[Start of Attachment]
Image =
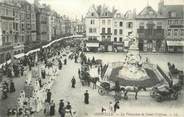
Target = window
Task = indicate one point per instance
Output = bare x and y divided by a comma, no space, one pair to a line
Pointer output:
103,37
175,32
103,22
115,39
129,33
115,32
129,25
109,30
182,32
141,25
120,24
90,30
169,32
94,30
108,38
103,30
109,22
120,39
120,31
115,24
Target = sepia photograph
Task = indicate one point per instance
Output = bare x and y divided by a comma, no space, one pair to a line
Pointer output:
91,58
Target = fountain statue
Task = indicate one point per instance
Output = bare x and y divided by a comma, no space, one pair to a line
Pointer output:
132,67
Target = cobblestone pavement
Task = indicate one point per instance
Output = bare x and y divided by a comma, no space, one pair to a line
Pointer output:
144,105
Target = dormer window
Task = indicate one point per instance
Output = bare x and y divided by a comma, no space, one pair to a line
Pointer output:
172,14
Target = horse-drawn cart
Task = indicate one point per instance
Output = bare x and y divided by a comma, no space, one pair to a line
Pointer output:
164,93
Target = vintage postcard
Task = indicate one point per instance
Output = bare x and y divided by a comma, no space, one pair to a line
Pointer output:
91,58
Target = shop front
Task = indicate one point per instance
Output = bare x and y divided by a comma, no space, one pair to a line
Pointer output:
118,47
92,46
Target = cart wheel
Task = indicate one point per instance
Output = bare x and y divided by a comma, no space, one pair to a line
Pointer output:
159,99
101,91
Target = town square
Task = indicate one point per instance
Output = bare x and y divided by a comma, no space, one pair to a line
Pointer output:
104,62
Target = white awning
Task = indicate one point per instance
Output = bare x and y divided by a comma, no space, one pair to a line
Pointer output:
175,43
92,45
[End of Attachment]
Problem details: The first line of the listing through the line with "Target = sepia photograph": repeat exactly that span and nothing more, skipping pictures.

Solution for this task:
Image =
Target = window
Task = indicate one point per instance
Output = bare x and y divided by a comma, no space, one pair to a line
Pointer output:
103,37
175,32
103,22
115,39
129,33
115,32
129,25
109,30
182,32
141,25
120,24
90,30
169,32
94,30
108,38
103,30
109,22
120,39
120,31
115,24
Target = sepia photograph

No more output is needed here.